• _Dataset records_
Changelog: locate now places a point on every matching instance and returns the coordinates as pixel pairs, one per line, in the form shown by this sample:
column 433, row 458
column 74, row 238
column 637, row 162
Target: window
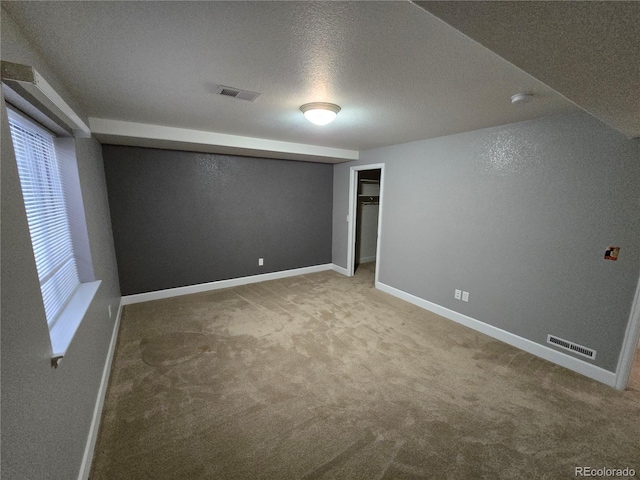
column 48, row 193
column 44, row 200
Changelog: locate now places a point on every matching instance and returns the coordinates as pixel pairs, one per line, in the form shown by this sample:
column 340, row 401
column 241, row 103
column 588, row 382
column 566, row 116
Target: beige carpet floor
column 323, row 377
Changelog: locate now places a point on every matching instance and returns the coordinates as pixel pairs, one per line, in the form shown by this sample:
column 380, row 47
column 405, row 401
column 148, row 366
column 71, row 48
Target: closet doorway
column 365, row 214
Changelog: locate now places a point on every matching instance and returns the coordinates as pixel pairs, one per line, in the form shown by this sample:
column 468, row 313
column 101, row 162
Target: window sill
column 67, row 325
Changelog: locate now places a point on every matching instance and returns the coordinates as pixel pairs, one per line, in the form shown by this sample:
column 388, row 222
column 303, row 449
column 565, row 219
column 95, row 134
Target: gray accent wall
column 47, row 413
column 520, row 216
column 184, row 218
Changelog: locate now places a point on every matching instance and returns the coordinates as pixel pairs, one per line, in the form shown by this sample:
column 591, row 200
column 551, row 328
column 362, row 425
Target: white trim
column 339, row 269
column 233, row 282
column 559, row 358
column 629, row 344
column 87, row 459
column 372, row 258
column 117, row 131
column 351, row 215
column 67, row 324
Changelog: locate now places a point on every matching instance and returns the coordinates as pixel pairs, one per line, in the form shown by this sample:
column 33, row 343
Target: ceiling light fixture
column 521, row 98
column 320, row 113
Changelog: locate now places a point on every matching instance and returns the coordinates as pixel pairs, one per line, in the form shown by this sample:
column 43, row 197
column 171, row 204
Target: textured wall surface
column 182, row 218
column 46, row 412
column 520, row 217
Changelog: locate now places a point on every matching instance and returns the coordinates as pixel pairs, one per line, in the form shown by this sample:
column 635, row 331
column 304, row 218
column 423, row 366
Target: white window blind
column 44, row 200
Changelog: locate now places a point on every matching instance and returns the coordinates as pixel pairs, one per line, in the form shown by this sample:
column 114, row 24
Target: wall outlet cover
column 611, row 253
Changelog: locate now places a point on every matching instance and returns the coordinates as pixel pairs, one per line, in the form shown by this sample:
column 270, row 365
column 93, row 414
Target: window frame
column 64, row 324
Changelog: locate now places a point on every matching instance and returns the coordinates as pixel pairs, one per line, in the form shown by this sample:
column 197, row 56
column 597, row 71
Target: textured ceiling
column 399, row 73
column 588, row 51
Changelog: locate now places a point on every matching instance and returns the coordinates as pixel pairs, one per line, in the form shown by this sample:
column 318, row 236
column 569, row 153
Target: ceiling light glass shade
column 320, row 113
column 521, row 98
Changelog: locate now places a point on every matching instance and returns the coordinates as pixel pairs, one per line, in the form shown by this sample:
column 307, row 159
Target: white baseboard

---

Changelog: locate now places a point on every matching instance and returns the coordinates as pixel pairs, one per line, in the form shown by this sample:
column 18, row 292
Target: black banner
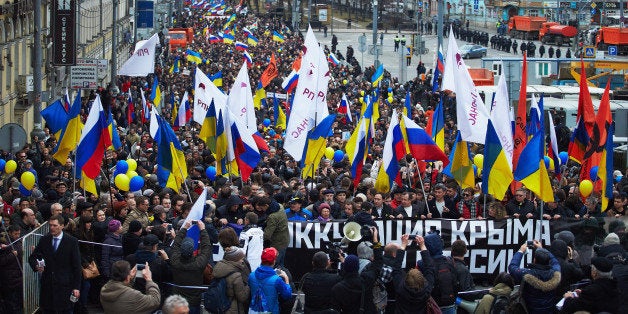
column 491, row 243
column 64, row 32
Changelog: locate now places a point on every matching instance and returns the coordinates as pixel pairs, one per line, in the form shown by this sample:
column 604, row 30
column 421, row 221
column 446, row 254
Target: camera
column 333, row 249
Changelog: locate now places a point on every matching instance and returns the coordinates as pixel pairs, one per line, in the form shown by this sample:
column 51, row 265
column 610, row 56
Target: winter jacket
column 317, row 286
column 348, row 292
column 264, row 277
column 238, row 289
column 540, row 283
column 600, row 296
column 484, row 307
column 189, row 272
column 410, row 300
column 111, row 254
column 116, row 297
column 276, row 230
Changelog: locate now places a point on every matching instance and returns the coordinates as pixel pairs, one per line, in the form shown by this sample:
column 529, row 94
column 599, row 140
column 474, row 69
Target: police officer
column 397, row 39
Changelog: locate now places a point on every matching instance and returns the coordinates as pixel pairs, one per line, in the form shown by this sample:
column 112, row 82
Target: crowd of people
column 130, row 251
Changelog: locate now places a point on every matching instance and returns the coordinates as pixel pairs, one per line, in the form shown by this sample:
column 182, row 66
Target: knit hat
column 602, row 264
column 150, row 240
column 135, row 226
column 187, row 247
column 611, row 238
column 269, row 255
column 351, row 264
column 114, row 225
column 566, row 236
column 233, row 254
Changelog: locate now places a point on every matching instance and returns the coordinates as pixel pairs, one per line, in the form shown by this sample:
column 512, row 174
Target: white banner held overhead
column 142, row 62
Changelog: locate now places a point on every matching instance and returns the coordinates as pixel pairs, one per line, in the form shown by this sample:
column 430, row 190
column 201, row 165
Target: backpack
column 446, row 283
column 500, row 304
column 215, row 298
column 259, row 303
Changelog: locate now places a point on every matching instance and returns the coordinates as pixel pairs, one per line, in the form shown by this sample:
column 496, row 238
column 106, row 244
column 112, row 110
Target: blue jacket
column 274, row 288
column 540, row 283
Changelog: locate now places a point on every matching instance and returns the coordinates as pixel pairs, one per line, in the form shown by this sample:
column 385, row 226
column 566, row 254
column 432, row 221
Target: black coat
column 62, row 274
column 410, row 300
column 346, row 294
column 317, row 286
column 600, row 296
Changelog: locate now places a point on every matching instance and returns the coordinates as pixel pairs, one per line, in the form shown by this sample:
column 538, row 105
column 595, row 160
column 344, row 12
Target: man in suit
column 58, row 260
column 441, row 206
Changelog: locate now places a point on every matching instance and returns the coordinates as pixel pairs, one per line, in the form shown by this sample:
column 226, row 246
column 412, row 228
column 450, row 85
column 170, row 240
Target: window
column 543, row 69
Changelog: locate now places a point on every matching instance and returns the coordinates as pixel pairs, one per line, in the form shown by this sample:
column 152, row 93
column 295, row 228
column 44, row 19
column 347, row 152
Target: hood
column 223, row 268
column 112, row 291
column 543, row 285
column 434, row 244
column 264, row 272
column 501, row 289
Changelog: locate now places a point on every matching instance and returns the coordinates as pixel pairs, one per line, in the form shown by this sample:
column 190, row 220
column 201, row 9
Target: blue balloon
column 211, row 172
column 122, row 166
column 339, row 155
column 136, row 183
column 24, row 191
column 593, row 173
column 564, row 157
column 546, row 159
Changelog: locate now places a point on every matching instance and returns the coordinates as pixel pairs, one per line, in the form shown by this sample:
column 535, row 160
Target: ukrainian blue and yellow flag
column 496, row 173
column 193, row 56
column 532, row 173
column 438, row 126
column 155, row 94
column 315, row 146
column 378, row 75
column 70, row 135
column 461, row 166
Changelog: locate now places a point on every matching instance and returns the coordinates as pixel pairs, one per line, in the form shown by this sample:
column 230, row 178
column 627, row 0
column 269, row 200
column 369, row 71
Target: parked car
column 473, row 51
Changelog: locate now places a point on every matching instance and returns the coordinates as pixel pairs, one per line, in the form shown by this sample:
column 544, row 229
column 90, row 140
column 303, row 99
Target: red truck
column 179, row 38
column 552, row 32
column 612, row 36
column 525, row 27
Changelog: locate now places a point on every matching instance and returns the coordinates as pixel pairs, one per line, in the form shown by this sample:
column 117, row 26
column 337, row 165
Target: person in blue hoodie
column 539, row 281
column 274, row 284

• _Task requirements_
Starting at the line with "column 591, row 200" and ending at the line with "Target: white baseboard", print each line of the listing above exactly, with no other lines.

• _Answer box_
column 591, row 200
column 551, row 328
column 362, row 425
Target: white trim
column 339, row 269
column 233, row 282
column 559, row 358
column 629, row 344
column 87, row 459
column 372, row 258
column 117, row 131
column 351, row 215
column 67, row 324
Changelog: locate now places a point on every matching instance and returns the coordinates as pixel pairs, one per line, in the form shown by this sample:
column 33, row 343
Target: ceiling light fixture
column 521, row 98
column 320, row 113
Changelog: locate now places a point on every matching instance and returns the coordinates as pixel pairs, one per line, in the form shown by this sample:
column 43, row 197
column 171, row 204
Target: textured wall surface
column 182, row 218
column 46, row 412
column 520, row 217
Changelog: locate now places a point on every matching instance and returns the coordinates as pixel pairs, one per line, in the form shown by this sample:
column 635, row 331
column 304, row 218
column 423, row 366
Target: white window blind
column 44, row 200
Changelog: locate now places a point on every matching instance and returns the coordinates as pixel pairs, one per line, in the form shown by this sample:
column 114, row 24
Target: wall outlet cover
column 611, row 253
Changelog: locate now places a point on every matching instance and returns the coordinates as pixel pairs, one per line, in the form shown by this sample:
column 270, row 365
column 93, row 414
Target: window frame
column 64, row 324
Changelog: locate now places a point on every matching instance and returns the coordinates as pixel pairs, one per line, in the form shown by this sample:
column 197, row 56
column 597, row 71
Target: textured ceiling
column 399, row 73
column 588, row 51
Changelog: locate now places a point on every matching instance and returns the coordinates as pixel pairs, one per line, in the form shown by this sample:
column 318, row 236
column 569, row 153
Target: ceiling light glass shade
column 320, row 113
column 521, row 98
Changelog: locate now places a point on every matching instance and returns the coordinates as pixel pairs, one per line, in the form shown by this sample:
column 307, row 159
Target: white baseboard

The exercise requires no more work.